- _Dokumenttext_:
********

# Konsole leeren?



## DJ_mic (8. Mai 2012)

Hallo zusammen,

ich bin neu hier und bräuchte eure Hilfe. Ich möchte mein aktuelles CMD Fenster leeren.
Jedoch weiß ich nicht wie ich das anstellen soll.

Ich mache es mit der schmutzigen Variante, nähmlich mit einer for schleife...
Gibts dafür keine schönere Lösung?

Gruß
DJ_Mic


----------



## El_Rabbit (8. Mai 2012)

"cls" in windows "clear" in linux

fällt mir da spontan ein, wär das was?


----------



## Marco13 (8. Mai 2012)

Erstmal nicht. Die Ausgabe ist ein Stream, also eine Einbahnstraße. Es gibt Lösungen, die aber Plattformabhängig sind. Angefangen bei Bibliotheken wie JCurses, die sowas anbieten (wäre aber ein Overkill) bis zu Hacks, mit Runtime.exec unter windows "cls" und unter Linux "clear" auszuführen, aber... nichts "schönes". (Wie lang läuft eigentlich deine for-schleife? 25 mal?  Schonmal über ein GUI nachgedacht...?)


----------



## DJ_mic (8. Mai 2012)

Okay danke erstmal für die Antworten!

GUI dauert für mich etwas länger, habe am Freitag Abgabe Termin.

Habe aber in der For schleife nun if abfragen drinnen, also von daher habe ich es eigentlich gelöst 

Vielen dank!!!

Gruß
DJ_Mic


----------



## El_Rabbit (8. Mai 2012)

Beim googlen habe ich gerade den Tipp gelesen, man könnte probieren dieses ANSI Steuerzeichen auszugeben:

System.out.print("\033[2J");

Probier das mal, bei mir funzt es


----------



## KingOfExceptions (8. Mai 2012)

El_Rabbit hat gesagt.:


> Beim googlen habe ich gerade den Tipp gelesen, man könnte probieren dieses ANSI Steuerzeichen auszugeben:
> 
> System.out.print("\033[2J");
> 
> Probier das mal, bei mir funzt es



bei mir gehts nicht.


----------

********

- _Datenblock_:
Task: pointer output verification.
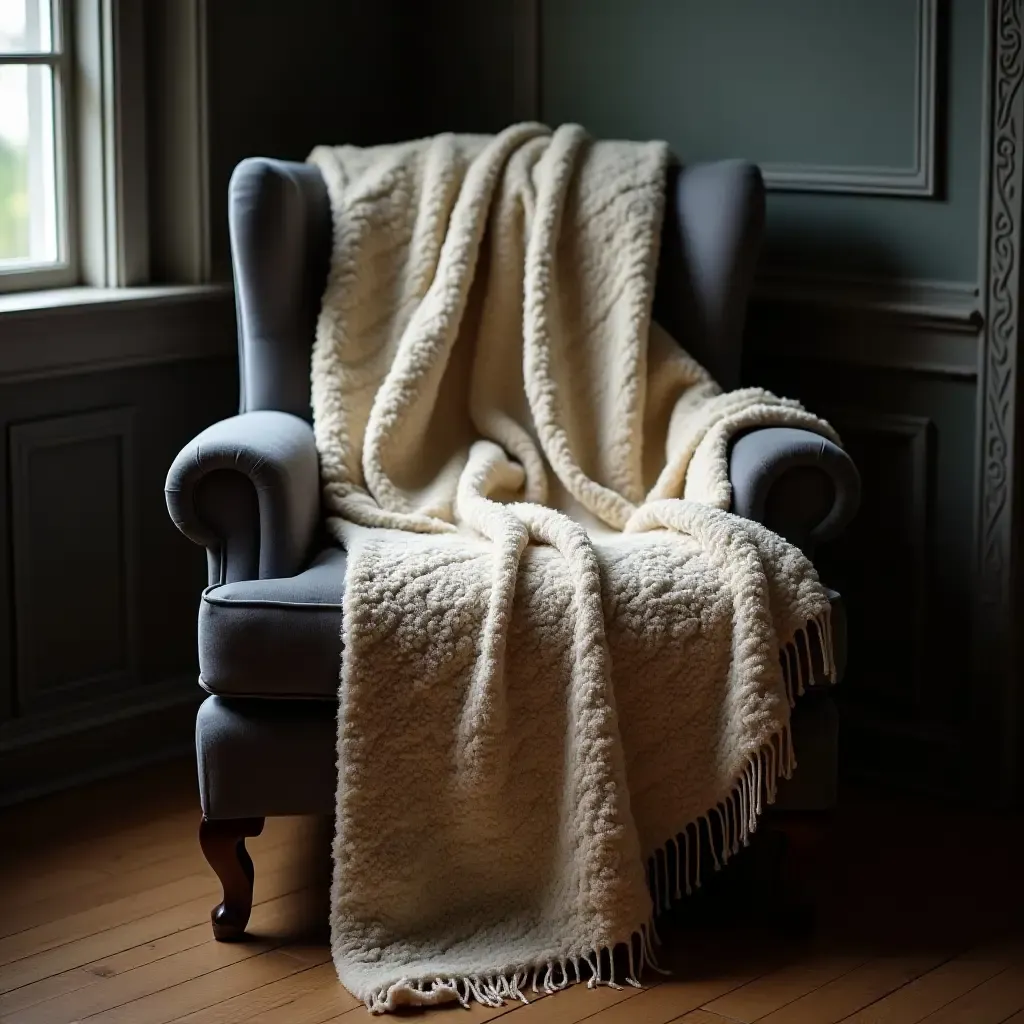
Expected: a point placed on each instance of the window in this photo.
(36, 248)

********

- _Zu erledigen_: Gib aus dem Forenthread zum Leeren der Konsole wortgetreu den Abschnitt aus, der mit den Worten „# Konsole leeren?“ anfängt und mit „einer for schleife...“ aufhört.

- _Vollständige Antwort_:
# Konsole leeren?



## DJ_mic (8. Mai 2012)

Hallo zusammen,

ich bin neu hier und bräuchte eure Hilfe. Ich möchte mein aktuelles CMD Fenster leeren.
Jedoch weiß ich nicht wie ich das anstellen soll.

Ich mache es mit der schmutzigen Variante, nähmlich mit einer for schleife...